-- What to do --
Arrange every line of the items below as a numbered list, omitting any blank lines. Exclude the pictures from your answer.

Point annotation entries for images:
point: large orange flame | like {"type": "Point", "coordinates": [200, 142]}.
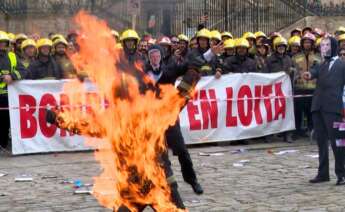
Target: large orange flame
{"type": "Point", "coordinates": [132, 129]}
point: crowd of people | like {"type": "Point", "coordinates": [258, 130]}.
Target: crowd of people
{"type": "Point", "coordinates": [208, 53]}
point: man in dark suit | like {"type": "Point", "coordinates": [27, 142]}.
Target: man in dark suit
{"type": "Point", "coordinates": [327, 107]}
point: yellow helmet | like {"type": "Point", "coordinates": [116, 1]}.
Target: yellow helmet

-- Exercise solution --
1. point: large orange flame | like {"type": "Point", "coordinates": [200, 142]}.
2. Target: large orange flame
3. {"type": "Point", "coordinates": [132, 129]}
4. point: crowd of people | like {"type": "Point", "coordinates": [258, 130]}.
5. Target: crowd of people
6. {"type": "Point", "coordinates": [208, 53]}
7. point: man in dark suit | like {"type": "Point", "coordinates": [27, 142]}.
8. Target: man in dark suit
9. {"type": "Point", "coordinates": [327, 107]}
10. point: yellow helmet | like {"type": "Point", "coordinates": [116, 1]}.
11. Target: yellow helmet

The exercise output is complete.